◆ WHAT IS ASKED: How many lines in the records below contain the string "sleeve"? Letter case matters; give only the number.

◆ RECORDS FOR THE EXERCISE:
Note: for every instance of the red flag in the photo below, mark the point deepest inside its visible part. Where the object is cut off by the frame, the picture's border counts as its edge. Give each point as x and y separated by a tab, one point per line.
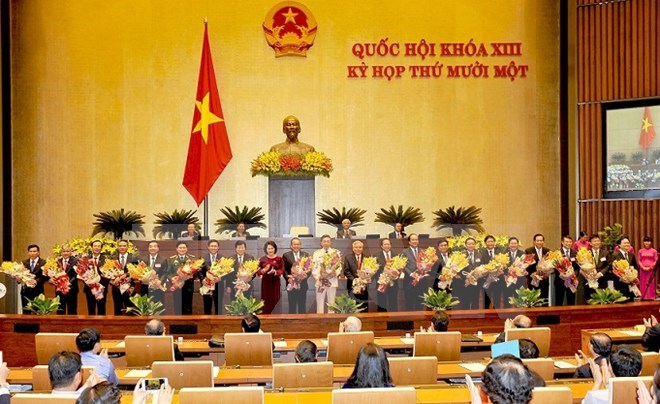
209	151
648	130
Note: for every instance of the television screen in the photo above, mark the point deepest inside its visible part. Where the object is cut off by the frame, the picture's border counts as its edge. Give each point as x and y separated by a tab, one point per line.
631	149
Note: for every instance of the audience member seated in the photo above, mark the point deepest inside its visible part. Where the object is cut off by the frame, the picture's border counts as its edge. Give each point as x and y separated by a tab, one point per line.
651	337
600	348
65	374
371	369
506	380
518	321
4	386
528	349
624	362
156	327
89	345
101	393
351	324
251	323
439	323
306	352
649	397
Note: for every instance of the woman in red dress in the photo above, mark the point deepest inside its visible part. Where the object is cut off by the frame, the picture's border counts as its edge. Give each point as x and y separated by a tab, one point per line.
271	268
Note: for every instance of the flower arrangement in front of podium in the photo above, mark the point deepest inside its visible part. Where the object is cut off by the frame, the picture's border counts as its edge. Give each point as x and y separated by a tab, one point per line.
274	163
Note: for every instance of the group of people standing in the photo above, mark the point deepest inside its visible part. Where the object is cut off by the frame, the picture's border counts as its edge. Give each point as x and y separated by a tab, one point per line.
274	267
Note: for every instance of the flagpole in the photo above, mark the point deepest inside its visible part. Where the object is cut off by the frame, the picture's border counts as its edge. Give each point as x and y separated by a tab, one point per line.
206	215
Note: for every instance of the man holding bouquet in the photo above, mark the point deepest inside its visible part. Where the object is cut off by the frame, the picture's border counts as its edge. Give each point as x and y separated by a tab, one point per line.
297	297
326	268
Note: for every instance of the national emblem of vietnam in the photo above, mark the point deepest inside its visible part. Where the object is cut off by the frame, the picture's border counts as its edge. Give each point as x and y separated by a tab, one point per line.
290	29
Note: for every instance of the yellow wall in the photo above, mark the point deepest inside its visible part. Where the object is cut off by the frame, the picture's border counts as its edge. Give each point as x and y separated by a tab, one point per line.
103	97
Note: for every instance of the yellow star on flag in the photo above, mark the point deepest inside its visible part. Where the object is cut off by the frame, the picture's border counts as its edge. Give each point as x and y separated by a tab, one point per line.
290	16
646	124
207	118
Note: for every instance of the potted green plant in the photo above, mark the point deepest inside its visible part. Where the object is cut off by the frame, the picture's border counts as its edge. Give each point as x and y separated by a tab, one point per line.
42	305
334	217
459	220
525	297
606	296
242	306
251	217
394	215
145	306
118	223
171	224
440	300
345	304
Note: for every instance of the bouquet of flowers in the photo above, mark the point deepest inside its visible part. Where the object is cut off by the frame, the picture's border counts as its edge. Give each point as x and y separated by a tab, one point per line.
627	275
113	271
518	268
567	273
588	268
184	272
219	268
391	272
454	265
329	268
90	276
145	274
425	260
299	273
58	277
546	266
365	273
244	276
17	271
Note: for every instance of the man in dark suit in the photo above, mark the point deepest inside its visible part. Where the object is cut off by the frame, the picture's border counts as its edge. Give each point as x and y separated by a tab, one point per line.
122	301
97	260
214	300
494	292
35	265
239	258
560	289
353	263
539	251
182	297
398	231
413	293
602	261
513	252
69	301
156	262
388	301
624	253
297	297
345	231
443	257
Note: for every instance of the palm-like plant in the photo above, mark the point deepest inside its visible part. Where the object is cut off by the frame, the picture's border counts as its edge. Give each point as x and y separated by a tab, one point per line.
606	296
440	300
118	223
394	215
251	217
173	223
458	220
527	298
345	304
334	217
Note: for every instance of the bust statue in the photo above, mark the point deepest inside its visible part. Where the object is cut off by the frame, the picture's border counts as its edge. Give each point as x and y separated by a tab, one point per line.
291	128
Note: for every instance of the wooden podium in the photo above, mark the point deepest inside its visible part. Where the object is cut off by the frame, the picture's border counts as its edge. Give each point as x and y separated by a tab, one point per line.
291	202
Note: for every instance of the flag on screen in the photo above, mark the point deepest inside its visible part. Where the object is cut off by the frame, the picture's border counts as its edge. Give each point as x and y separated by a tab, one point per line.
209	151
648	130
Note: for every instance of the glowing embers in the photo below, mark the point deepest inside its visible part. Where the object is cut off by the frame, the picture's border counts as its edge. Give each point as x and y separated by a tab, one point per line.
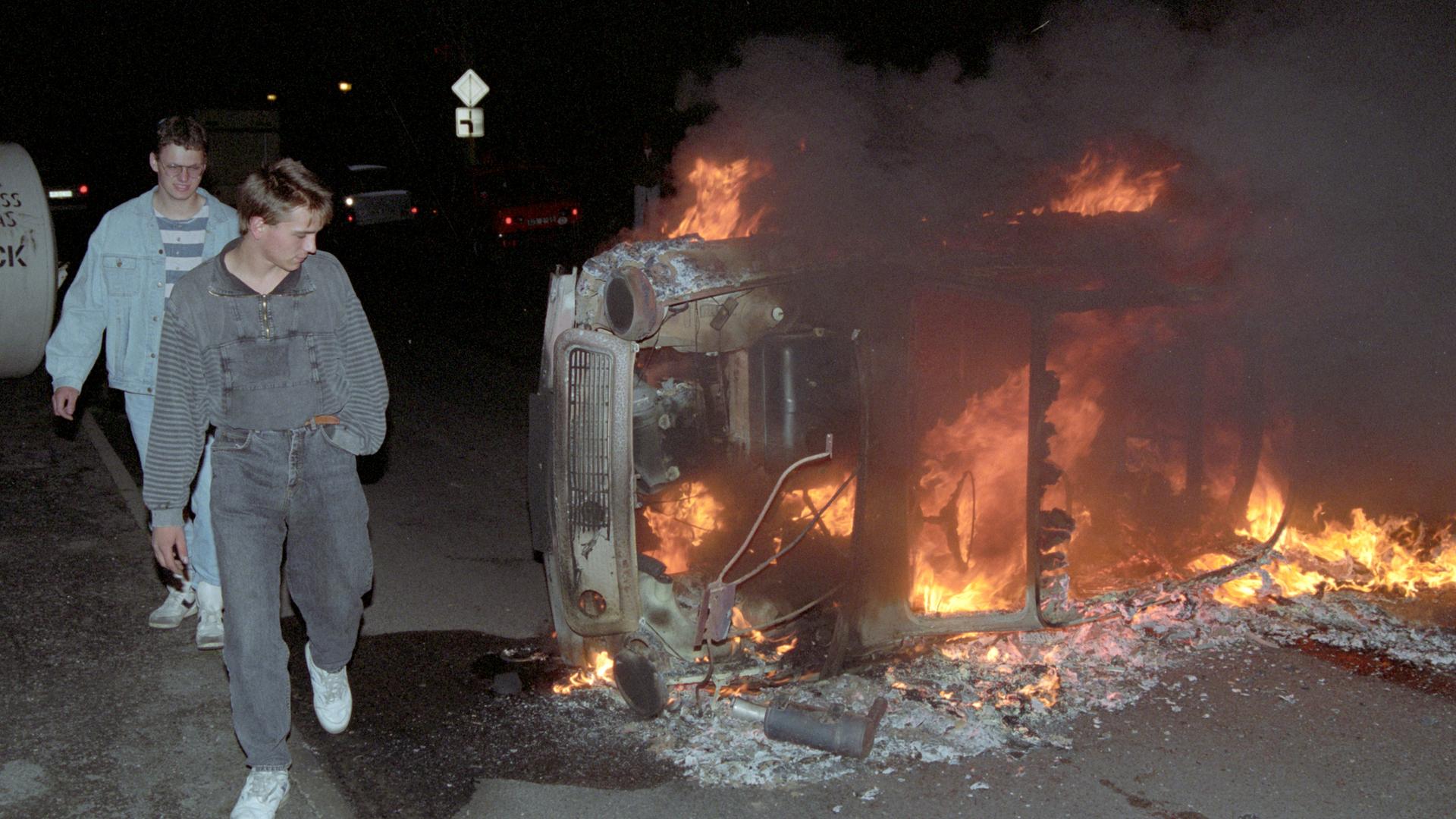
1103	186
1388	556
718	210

---

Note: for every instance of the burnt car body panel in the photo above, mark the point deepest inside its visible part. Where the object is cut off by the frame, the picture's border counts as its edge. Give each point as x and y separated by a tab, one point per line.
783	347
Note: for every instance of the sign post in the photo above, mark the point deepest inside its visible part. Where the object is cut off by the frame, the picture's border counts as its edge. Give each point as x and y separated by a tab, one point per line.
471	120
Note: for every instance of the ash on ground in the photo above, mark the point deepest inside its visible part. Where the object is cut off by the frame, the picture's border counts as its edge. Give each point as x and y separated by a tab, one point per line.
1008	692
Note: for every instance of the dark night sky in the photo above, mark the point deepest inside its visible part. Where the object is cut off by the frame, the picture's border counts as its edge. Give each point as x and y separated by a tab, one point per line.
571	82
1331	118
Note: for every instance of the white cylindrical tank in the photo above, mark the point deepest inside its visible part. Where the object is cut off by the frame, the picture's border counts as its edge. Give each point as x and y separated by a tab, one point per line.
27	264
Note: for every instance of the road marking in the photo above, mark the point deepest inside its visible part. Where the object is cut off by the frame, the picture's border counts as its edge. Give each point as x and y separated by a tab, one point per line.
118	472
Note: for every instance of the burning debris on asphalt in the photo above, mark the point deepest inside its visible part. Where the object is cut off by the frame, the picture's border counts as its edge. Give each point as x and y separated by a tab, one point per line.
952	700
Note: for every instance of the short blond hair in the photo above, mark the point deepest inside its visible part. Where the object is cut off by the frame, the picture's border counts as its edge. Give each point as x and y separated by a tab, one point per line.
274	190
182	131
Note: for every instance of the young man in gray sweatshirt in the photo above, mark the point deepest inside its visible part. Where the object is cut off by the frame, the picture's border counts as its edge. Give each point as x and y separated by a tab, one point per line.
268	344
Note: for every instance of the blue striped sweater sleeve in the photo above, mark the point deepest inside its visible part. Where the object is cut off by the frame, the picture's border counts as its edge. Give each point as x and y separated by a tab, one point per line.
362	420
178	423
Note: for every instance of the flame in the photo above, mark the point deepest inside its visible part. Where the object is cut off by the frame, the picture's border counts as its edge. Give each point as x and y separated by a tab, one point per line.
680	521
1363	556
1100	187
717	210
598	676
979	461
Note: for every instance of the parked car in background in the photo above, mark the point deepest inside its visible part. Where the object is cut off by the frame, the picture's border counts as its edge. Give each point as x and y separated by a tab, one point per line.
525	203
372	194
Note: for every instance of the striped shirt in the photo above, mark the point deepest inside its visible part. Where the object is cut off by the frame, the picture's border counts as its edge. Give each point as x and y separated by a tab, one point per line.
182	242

◆ RESULT OF THIS TASK: 1